• _What to produce_
In the Heketi setup text, which port does the Heketi server report that it is listening on?

• _Text extract_
"""

Restart and enable Heketi.

	# systemctl restart heketi
	# systemctl enable heketi
	# systemctl status heketi

● heketi.service - Heketi Server
   Loaded: loaded (/usr/lib/systemd/system/heketi.service; enabled; vendor preset: disabled)
   Active: active (running) since Wed 2017-01-25 12:32:10 EST; 11s ago
 Main PID: 2500 (heketi)
   CGroup: /system.slice/heketi.service
           └─2500 /usr/bin/heketi -config=/etc/heketi/heketi.json

Jan 25 12:32:10 glusterclient3.rhs systemd[1]: Started Heketi Server.
Jan 25 12:32:10 glusterclient3.rhs systemd[1]: Starting Heketi Server...
Jan 25 12:32:10 glusterclient3.rhs heketi[2500]: Heketi 2.0.6
Jan 25 12:32:11 glusterclient3.rhs heketi[2500]: [heketi] INFO 2017/01/25 12...r
Jan 25 12:32:11 glusterclient3.rhs heketi[2500]: [heketi] INFO 2017/01/25 12...r
Jan 25 12:32:11 glusterclient3.rhs heketi[2500]: [heketi] INFO 2017/01/25 12...d
Jan 25 12:32:11 glusterclient3.rhs heketi[2500]: Listening on port 8080

Test connection to Heketi.

	# curl http://glusterclient3.rhs:8080/hello
	Hello from Heketi

Set an environment variable for the Heketi Server.

	# export HEKETI_CLI_SERVER=http://glusterclient3.rhs:8080

Using Heketi with Gluster

Topology is used to tell Heketi about the environment, what nodes and devices it will manage.

NOTE: Heketi is currently limited to managing raw devices only, if a device is already a Gluster volume it will be skipped and ignored.

Create and load the topology file.

"""

• _Extracted data_

"""

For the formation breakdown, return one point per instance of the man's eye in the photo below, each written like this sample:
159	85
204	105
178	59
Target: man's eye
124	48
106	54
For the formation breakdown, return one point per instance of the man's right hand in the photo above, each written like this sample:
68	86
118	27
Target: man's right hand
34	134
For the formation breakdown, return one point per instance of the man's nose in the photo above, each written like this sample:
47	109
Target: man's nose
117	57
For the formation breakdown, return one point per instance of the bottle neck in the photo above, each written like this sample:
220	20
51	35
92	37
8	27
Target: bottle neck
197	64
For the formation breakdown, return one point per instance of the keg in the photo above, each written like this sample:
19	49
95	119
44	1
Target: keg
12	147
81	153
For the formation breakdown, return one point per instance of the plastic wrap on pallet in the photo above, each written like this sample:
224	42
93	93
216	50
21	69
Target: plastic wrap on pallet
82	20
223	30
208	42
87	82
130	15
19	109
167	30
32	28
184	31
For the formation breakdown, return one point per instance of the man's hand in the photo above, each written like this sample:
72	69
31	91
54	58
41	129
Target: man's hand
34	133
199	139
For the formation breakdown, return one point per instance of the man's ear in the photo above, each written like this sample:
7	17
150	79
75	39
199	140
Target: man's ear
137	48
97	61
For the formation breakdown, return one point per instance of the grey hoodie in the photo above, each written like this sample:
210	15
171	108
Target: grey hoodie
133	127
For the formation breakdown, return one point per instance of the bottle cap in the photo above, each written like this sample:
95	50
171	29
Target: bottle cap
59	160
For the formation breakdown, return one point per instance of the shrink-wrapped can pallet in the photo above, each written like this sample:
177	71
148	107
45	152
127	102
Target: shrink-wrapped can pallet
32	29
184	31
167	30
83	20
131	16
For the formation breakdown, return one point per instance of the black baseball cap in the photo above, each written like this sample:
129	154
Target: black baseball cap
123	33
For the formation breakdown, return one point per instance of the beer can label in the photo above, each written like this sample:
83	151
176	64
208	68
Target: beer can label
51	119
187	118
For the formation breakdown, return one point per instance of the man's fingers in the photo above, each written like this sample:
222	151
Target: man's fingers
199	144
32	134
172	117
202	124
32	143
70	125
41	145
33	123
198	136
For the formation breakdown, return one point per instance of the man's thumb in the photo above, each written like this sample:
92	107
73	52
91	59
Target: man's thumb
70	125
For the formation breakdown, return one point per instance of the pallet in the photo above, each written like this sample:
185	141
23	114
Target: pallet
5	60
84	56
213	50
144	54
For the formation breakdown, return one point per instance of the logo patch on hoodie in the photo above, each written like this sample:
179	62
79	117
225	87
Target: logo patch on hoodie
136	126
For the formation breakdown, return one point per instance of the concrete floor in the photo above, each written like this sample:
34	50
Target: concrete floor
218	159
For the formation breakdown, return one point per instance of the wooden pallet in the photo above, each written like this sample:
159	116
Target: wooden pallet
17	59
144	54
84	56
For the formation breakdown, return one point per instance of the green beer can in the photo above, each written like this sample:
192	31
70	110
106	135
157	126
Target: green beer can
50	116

"""

• _Answer to the exercise_
Port 8080.